◆ **AUSZUG**
====
ZPO § 104 Abs. 2 S. 3
Leitsatz
- Zur Berücksichtigung von Umsatzsteuerbeträgen im Kostenfestsetzungsverfahren reicht die bloße Erklärung des Antragstellers, dass er die Beträge nicht als Vorsteuer abziehen könne. Eine Glaubhaftmachung ist nicht erforderlich.
- Gegen eine Festsetzung von Umsatzsteuer, die aufgrund einer unrichtigen Erklärung vorgenommen wurde, kann sich der Vollstreckungsschuldner gegebenenfalls durch eine auf § 767 ZPO oder § 812 BGB gestützte Klage schützen.
OLG Brandenburg, Beschl. v. 12.2.2019 – 6 W 16/19
1 Aus den Gründen
Die gem. § 11 Abs. 1 RPflG, §§ 104 Abs. 3, 567 Abs. 1 Nr. 1 und Abs. 2, 569 ZPO zulässige sofortige Beschwerde des Verfügungsklägers ist unbegründet. Das LG hat in dem angefochtenen Beschluss zu Recht die nach Nr. 7008 VV zur Festsetzung angemeldete USt. auf die geltend gemachte Rechtsanwaltsvergütung berücksichtigt.
====
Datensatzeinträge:

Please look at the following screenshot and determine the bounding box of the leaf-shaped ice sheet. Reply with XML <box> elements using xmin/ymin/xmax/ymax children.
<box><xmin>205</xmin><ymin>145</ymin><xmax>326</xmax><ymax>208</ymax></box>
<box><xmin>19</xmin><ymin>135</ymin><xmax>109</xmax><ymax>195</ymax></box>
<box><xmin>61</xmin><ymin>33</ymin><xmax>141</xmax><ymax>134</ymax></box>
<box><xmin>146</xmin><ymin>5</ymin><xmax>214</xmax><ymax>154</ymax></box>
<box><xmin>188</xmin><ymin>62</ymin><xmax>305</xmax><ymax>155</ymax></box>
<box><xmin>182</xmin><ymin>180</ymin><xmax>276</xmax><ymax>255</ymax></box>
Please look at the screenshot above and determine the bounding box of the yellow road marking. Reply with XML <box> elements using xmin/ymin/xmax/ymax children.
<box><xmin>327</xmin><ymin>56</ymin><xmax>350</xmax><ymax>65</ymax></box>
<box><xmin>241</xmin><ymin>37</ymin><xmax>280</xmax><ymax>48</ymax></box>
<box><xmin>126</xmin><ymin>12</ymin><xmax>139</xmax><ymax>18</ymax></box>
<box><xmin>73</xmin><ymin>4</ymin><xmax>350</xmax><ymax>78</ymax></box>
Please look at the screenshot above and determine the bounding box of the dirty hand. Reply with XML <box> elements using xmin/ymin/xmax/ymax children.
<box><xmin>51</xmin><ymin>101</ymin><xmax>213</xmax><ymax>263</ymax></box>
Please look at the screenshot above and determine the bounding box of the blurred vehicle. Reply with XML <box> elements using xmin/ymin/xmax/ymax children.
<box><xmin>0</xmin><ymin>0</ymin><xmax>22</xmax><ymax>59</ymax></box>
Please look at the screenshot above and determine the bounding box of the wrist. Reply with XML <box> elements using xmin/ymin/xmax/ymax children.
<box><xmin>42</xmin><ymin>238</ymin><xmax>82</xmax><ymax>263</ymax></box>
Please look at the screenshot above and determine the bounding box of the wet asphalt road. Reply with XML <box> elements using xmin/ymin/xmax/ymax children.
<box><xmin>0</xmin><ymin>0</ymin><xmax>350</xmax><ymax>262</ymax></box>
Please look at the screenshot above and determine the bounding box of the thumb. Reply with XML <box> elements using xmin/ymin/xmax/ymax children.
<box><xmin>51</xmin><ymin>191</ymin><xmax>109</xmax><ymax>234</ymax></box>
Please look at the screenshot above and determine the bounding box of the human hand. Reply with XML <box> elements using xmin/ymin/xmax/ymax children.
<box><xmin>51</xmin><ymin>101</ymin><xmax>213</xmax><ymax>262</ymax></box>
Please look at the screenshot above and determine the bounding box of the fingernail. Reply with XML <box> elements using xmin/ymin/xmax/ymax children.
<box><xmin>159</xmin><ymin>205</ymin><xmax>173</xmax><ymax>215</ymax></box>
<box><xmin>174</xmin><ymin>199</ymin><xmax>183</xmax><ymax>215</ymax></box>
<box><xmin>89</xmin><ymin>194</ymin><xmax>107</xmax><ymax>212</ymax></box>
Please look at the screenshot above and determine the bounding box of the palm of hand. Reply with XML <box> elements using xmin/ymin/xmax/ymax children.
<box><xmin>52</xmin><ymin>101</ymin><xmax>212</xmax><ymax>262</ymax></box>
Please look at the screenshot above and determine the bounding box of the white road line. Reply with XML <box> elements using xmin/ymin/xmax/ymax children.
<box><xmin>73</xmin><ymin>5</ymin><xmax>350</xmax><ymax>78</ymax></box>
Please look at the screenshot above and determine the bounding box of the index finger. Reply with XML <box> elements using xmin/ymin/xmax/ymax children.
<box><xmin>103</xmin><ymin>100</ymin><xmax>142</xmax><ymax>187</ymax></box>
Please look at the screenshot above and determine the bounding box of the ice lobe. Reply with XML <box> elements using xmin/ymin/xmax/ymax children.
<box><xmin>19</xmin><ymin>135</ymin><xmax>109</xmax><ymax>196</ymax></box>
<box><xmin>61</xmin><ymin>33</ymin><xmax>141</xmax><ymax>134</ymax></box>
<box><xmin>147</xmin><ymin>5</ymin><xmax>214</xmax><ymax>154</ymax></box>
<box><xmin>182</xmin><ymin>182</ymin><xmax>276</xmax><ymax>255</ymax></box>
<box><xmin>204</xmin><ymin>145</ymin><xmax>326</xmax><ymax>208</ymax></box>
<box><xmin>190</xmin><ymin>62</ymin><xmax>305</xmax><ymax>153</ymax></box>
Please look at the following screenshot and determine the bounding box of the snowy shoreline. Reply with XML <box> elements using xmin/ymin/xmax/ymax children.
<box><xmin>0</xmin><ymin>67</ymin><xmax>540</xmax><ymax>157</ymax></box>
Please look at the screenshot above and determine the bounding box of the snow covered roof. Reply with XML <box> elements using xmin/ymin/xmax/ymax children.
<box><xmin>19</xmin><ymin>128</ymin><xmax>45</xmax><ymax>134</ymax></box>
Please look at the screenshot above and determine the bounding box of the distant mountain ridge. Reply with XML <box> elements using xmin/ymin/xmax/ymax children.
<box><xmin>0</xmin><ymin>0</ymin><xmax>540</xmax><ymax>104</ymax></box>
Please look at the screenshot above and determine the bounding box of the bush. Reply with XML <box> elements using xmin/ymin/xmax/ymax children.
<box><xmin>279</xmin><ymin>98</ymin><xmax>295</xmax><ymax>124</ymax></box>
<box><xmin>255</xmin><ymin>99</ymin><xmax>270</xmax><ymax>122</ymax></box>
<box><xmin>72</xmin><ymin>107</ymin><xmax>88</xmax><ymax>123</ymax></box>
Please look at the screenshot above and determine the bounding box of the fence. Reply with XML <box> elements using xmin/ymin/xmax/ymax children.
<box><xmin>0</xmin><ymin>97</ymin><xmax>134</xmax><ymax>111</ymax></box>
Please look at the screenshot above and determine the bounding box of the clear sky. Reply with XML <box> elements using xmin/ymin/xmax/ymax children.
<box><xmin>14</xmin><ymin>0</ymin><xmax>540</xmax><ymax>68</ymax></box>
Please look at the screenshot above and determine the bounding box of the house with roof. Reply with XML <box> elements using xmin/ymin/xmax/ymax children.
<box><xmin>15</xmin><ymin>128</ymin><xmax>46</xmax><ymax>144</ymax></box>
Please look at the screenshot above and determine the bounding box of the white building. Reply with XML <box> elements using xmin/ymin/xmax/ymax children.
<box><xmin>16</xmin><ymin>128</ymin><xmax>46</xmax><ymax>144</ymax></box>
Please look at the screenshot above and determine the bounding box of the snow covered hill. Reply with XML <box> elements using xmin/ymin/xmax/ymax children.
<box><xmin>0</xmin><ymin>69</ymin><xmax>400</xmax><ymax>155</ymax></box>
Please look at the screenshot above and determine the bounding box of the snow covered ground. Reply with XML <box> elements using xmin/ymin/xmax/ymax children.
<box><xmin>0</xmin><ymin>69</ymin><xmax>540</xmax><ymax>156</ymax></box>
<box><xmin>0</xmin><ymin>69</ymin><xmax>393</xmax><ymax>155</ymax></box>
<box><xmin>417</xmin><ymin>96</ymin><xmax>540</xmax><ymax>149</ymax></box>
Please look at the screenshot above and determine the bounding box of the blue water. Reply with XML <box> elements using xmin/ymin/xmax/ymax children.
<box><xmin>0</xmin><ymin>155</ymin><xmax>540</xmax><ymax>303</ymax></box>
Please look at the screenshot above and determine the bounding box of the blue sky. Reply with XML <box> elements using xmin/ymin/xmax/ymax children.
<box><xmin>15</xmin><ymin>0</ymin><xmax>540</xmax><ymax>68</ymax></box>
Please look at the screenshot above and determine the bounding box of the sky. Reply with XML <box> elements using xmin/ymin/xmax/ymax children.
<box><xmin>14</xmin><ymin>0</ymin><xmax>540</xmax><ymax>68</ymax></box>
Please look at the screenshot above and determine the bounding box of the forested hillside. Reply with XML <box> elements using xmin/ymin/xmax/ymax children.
====
◆ **AUFGABE**
Schreiben Sie aus dem Auszug zum Beschluss des OLG Brandenburg den Text von „- Gegen eine“ bis einschließlich „gestützte Klage schützen.“ wörtlich ab. Die Daten stehen für sich und gehören nicht zum Auszug.

◆ **LÖSUNG**
- Gegen eine Festsetzung von Umsatzsteuer, die aufgrund einer unrichtigen Erklärung vorgenommen wurde, kann sich der Vollstreckungsschuldner gegebenenfalls durch eine auf § 767 ZPO oder § 812 BGB gestützte Klage schützen.